EXCERTO
Depois de três bandas (Ornatos Violeta, Supernada e Pluto) e de um projecto próprio com uma multidão de colaboradores, Manel Cruz viu-se a braços com uma rotina criativa interrompida e com uma certa indefinição do que era profissionalmente. Se por um lado as artes gráficas são a área em que se sente à vontade, por outro, a música é onde se liberta. E é nesta encruzilhada que, vários anos volvidos após o lançamento de “Nada é Possível” dos Supernada, Manel Cruz se obriga, durante quatro meses, a fazer do estúdio o seu escritório e a criar músicas, todos os dias, dizendo para várias vezes – calculamos nós – “ainda não é isto” e a, gradualmente, encontrar a sua voz, a sua escrita e algo que sente como verdadeiramente seu. O resultado está no primeiro álbum em nome próprio, “Vida Nova”, um conjunto de 12 canções compostas maioritariamente em ukelele. A sonoridade é tão simples como o instrumento, sem que esta simplicidade torne a composição banal ou pouco interessante. Não tem o experimentalismo de Foge Foge Bandido, mas tem-lhe a base em certas cadências, na percussão e nas letras, mais fragmentadas.

Fotografia de Pedro Nascimento e Manel Cruz

A intenção de “Vida Nova” é definida na canção que abre a música “como um bom filho do vento”, onde Manel Cruz canta “um outro homem, uma outra vida (…) ando a ver se me invento”, dando o mote para as 11 canções que se seguem.

Não encontramos, em cada uma das músicas, a rima fácil ou os temas banais, mas a humanidade e as dores de crescimento provocadas pelo passar dos anos e pelas dúvidas que nos assolam, a cada um de nós. Como quando o ouvimos versar sobre a coragem em “Anjo incrível”, sobre a independência natural da mulher em “O navio dela” ou sobre o quão avassalador é o amor, todos os tipos de amor. É em “Cães e Ossos” que temos a lírica mais complexa de todo o álbum, com Agostinho da Silva a dar o mote a uma desconstrução imagética do que é Deus.

DADOS APRESENTADOS

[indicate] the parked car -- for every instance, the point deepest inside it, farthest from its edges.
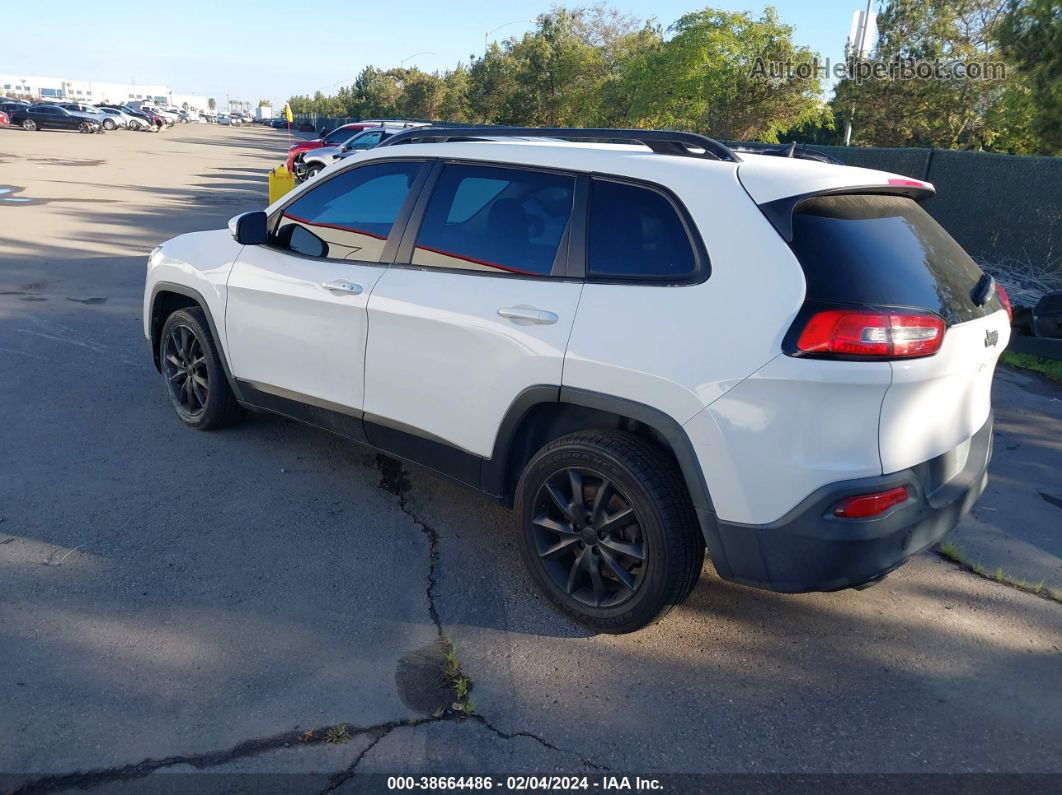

INSTRUÇÕES DE TRABALHO
1. Liste todas as bandas de que Manel Cruz fez parte, segundo o excerto.
2. Reproduza do excerto o trecho que vai de "Fotografia de Pedro" até "que se seguem.".
Responda com base apenas no excerto.

RESULTADOS
1. Ornatos Violeta, Supernada e Pluto.

2.
Fotografia de Pedro Nascimento e Manel Cruz

A intenção de “Vida Nova” é definida na canção que abre a música “como um bom filho do vento”, onde Manel Cruz canta “um outro homem, uma outra vida (…) ando a ver se me invento”, dando o mote para as 11 canções que se seguem.